Required work: Return all the entries. Match them word for word.

Data for this exercise:
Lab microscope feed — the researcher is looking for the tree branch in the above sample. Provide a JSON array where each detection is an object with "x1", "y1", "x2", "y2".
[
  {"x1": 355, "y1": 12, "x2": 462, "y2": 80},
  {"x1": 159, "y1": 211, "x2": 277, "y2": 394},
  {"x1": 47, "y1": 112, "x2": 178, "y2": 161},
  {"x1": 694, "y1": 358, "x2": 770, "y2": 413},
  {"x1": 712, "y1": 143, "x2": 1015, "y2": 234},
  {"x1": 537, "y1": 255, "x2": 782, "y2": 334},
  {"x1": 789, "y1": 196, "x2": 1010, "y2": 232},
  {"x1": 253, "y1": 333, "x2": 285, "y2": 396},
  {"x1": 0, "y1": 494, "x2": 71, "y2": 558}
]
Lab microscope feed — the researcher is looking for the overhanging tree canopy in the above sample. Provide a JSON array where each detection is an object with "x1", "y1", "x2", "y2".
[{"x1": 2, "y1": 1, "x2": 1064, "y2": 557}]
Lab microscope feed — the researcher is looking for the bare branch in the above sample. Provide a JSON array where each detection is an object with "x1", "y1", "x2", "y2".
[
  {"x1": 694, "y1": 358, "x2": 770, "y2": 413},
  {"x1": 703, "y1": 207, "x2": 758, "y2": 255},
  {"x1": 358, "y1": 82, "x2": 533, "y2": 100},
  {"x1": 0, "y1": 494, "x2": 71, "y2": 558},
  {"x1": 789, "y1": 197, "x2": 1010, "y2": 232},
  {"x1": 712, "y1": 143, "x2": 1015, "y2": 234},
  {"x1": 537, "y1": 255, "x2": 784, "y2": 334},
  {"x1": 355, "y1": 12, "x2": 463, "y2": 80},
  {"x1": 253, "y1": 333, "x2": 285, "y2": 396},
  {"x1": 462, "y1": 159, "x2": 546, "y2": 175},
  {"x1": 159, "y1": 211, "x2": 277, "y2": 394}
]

Response area:
Lab microscope feed — the researcher is looking for the tree branch in the above sample. Provide a JSON array where each detection is an object with "x1", "y1", "x2", "y2".
[
  {"x1": 355, "y1": 12, "x2": 462, "y2": 80},
  {"x1": 159, "y1": 211, "x2": 277, "y2": 394},
  {"x1": 47, "y1": 112, "x2": 178, "y2": 161},
  {"x1": 694, "y1": 358, "x2": 770, "y2": 413},
  {"x1": 712, "y1": 143, "x2": 1015, "y2": 234},
  {"x1": 537, "y1": 255, "x2": 782, "y2": 334},
  {"x1": 789, "y1": 196, "x2": 1010, "y2": 232},
  {"x1": 253, "y1": 333, "x2": 285, "y2": 396},
  {"x1": 0, "y1": 494, "x2": 71, "y2": 558}
]
Lab microscope feed — the researcher is looking for the overhanging tree canopy in the above sample. Provide a JSON array where each detection is an object with "x1", "y1", "x2", "y2".
[{"x1": 2, "y1": 1, "x2": 1064, "y2": 557}]
Lab microscope feed — the researcher is looking for the bare branch in the above sample. Provide a JSON array where each detection is an object with "x1", "y1", "x2", "y2".
[
  {"x1": 694, "y1": 358, "x2": 770, "y2": 413},
  {"x1": 703, "y1": 207, "x2": 758, "y2": 255},
  {"x1": 358, "y1": 82, "x2": 533, "y2": 100},
  {"x1": 0, "y1": 494, "x2": 71, "y2": 558},
  {"x1": 789, "y1": 197, "x2": 1010, "y2": 232},
  {"x1": 712, "y1": 143, "x2": 1015, "y2": 234},
  {"x1": 537, "y1": 255, "x2": 784, "y2": 334},
  {"x1": 355, "y1": 12, "x2": 463, "y2": 80},
  {"x1": 253, "y1": 333, "x2": 285, "y2": 396},
  {"x1": 462, "y1": 159, "x2": 546, "y2": 175},
  {"x1": 159, "y1": 211, "x2": 277, "y2": 394}
]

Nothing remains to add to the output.